## Selection
The dividend will be paid on 18th June 2014, with a record date of 30th May 2014.

 

Board Changes

 

On a personal note, after eleven years as a member of the Board of the Innovation Group, including four years as Chairman, it is my intention to step down from my position at the year-end to enable a new Chairman to take the company forward in the next stage of its development. During this time we have established a well regarded management team and over the past four years successfully transitioned the Group into a business, of which I am very proud, with consistent profitable revenue growth and a strong competitive market position. The process to select a replacement will now start and further information will be communicated as appropriate.

 

Outlook

 

Our business continues to perform in line with expectations. The solid foundations, long term contracted relationships, practical innovation, and good cash generation shows our strategy is working and I look to the full year with confidence. 

 

David Thorpe

Non-Executive Chairman

 

 

 

Half Year Review

 

I am pleased to report progress in line with expectations. The Group has delivered strong adjusted profit performance, achieved excellent cash generation whilst at the same time, making strides towards realising the strategic vision outlined in our last Annual Report and Accounts. We would like to take this opportunity to provide an update on those key strategic areas:

 

1. Focus on efficiencies, technology & customer service

 

A key deliverable for us as a Group is to provide our clients with excellent customer service, whilst at the same time reducing the indemnity cost of claims. This is at the core of what we do as a business. Success for us in this area is measured primarily through our very high level of client renewals, as well as achieving growth in claims volumes from existing customers.

 

During the period, we have signed several significant contract renewals. In the UK, we renewed our contract with CIS General Insurance ("CISGIL") for a further two years. The contract is for the management of CISGIL's subsidence claims using our extensive subsidence management services capabilities. Based on anticipated claims volumes and assuming normal weather conditions, this renewal will deliver £7.0m in revenue over a two year period. In our US Business Process Services ("BPS") division, we renewed two large contracts in the motor business, with a total value of £10.0m ($17.0m).

## Required task 1
Decide whether each statement below agrees with the Innovation Group report, answering yes or no and quoting the words of the report that settle it:
(a) The record date for the dividend is 30th May 2014.
(b) The contract with CIS General Insurance was renewed for a further three years.
(c) The writer has served on the Board for four years in total.

## Available records
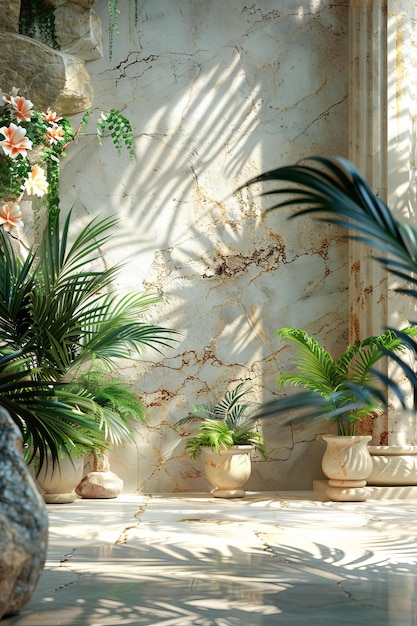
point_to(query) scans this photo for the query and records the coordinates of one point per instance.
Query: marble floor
(191, 560)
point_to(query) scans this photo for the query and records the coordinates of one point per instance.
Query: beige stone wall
(216, 92)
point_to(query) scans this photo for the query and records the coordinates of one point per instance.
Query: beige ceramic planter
(228, 470)
(347, 464)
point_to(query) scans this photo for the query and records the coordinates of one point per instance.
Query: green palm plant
(48, 420)
(336, 379)
(227, 423)
(58, 312)
(334, 190)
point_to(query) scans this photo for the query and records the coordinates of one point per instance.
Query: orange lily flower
(15, 142)
(10, 216)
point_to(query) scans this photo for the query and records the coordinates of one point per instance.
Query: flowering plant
(36, 172)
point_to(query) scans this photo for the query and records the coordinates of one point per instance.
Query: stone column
(382, 126)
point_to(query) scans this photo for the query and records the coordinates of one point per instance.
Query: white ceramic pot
(228, 470)
(347, 464)
(59, 483)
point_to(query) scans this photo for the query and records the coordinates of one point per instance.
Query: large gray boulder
(23, 523)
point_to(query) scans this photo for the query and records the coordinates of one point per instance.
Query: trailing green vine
(114, 14)
(119, 129)
(32, 144)
(37, 20)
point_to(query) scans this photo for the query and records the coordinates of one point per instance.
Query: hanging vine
(37, 20)
(114, 13)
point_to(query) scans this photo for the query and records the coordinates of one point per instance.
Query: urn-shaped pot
(347, 464)
(227, 470)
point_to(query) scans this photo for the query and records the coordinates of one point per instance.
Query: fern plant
(229, 422)
(335, 380)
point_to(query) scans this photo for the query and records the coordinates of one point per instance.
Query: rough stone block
(48, 77)
(9, 15)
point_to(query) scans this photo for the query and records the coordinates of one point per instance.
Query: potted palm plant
(118, 401)
(346, 461)
(226, 437)
(59, 311)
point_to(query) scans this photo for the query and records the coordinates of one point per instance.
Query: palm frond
(334, 191)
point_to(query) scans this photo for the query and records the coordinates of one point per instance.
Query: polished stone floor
(191, 560)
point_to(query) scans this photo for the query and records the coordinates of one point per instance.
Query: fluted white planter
(228, 470)
(347, 464)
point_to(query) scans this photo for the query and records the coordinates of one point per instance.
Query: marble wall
(218, 92)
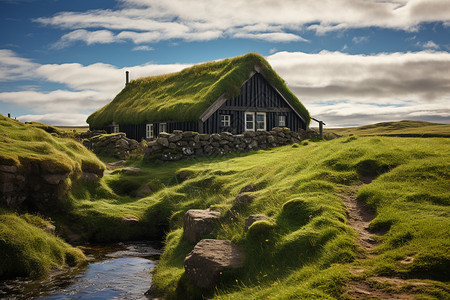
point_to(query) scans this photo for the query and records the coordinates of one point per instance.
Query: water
(119, 271)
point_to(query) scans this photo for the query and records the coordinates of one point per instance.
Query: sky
(350, 62)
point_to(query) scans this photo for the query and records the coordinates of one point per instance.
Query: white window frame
(149, 131)
(282, 121)
(161, 125)
(257, 123)
(252, 122)
(225, 121)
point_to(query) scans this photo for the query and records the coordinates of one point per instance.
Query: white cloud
(349, 90)
(154, 20)
(13, 67)
(143, 48)
(336, 87)
(58, 119)
(430, 45)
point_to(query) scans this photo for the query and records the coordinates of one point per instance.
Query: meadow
(308, 248)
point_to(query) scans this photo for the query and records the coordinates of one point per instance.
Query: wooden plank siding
(256, 95)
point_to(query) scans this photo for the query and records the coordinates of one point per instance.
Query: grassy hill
(26, 247)
(402, 128)
(309, 249)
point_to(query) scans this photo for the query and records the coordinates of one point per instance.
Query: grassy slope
(402, 128)
(185, 95)
(26, 249)
(23, 144)
(308, 248)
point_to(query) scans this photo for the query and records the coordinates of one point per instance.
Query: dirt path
(359, 217)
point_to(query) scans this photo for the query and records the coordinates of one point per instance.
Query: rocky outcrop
(114, 145)
(254, 218)
(208, 259)
(37, 187)
(198, 223)
(243, 200)
(188, 144)
(90, 133)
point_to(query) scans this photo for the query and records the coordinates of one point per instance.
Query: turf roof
(185, 95)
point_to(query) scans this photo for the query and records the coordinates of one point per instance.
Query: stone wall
(179, 144)
(116, 144)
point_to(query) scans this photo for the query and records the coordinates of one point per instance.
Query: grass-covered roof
(185, 95)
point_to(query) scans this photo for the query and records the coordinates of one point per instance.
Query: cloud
(350, 90)
(339, 88)
(430, 45)
(57, 119)
(360, 39)
(13, 67)
(142, 48)
(154, 20)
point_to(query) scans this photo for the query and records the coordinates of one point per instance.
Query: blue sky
(351, 62)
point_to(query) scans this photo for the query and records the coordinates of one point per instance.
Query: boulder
(208, 259)
(131, 170)
(243, 199)
(197, 223)
(254, 218)
(248, 188)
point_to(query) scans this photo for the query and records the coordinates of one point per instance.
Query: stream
(119, 271)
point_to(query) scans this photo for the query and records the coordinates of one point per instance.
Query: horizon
(351, 63)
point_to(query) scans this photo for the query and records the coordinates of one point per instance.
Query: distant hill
(402, 129)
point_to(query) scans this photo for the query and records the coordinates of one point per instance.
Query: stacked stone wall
(187, 144)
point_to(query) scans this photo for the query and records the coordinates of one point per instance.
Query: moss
(31, 146)
(27, 250)
(185, 95)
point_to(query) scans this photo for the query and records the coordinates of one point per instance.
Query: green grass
(185, 95)
(26, 249)
(402, 128)
(307, 247)
(42, 146)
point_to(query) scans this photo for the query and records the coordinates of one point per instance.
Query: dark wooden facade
(257, 97)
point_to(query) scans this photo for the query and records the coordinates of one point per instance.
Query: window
(249, 121)
(149, 131)
(115, 128)
(162, 127)
(282, 121)
(260, 121)
(225, 120)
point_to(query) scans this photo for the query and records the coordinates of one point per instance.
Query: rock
(8, 169)
(197, 223)
(131, 170)
(243, 199)
(163, 141)
(88, 176)
(208, 259)
(129, 220)
(254, 218)
(117, 163)
(248, 188)
(146, 190)
(55, 178)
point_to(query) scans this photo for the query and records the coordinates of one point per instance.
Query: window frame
(149, 134)
(225, 120)
(284, 121)
(161, 125)
(258, 122)
(249, 113)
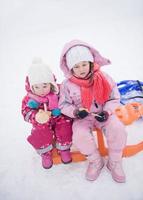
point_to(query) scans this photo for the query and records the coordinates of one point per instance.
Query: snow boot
(116, 171)
(66, 156)
(47, 161)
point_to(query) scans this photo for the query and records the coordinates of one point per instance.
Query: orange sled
(127, 114)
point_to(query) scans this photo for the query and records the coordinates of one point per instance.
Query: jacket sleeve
(27, 112)
(114, 100)
(65, 102)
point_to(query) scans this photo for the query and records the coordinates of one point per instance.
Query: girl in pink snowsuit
(40, 108)
(90, 97)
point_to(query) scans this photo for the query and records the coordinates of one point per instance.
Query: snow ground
(40, 28)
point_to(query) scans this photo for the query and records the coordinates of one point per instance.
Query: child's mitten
(33, 104)
(56, 112)
(102, 116)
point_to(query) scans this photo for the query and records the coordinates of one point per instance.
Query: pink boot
(94, 167)
(116, 171)
(47, 161)
(66, 156)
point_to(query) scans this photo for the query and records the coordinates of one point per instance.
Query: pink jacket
(28, 112)
(70, 99)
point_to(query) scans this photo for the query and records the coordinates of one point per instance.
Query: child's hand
(82, 113)
(56, 112)
(42, 116)
(33, 104)
(102, 116)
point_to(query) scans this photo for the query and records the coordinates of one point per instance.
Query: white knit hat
(78, 54)
(40, 73)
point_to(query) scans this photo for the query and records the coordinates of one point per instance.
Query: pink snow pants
(113, 130)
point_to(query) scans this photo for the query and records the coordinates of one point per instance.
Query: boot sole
(118, 180)
(89, 179)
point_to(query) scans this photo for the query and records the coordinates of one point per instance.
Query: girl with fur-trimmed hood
(90, 96)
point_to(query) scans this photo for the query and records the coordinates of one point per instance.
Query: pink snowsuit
(70, 100)
(57, 132)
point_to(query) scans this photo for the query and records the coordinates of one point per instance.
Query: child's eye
(45, 86)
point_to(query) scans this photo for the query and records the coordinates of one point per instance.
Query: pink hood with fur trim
(97, 57)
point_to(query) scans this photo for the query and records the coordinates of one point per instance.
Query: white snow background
(31, 28)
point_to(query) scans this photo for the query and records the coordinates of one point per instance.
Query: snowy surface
(31, 28)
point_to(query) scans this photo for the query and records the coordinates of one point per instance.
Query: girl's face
(41, 89)
(81, 69)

## Required task 2
Pull out every line of the records containing the word "frame", treating uppercase and lowercase as different.

## Right answer 1
(a) Yes: "with a record date of 30th May 2014."
(b) No: "we renewed our contract with CIS General Insurance ("CISGIL") for a further two years."
(c) No: "after eleven years as a member of the Board of the Innovation Group, including four years as Chairman"

## Right answer 2
Query: white window frame
Query: window frame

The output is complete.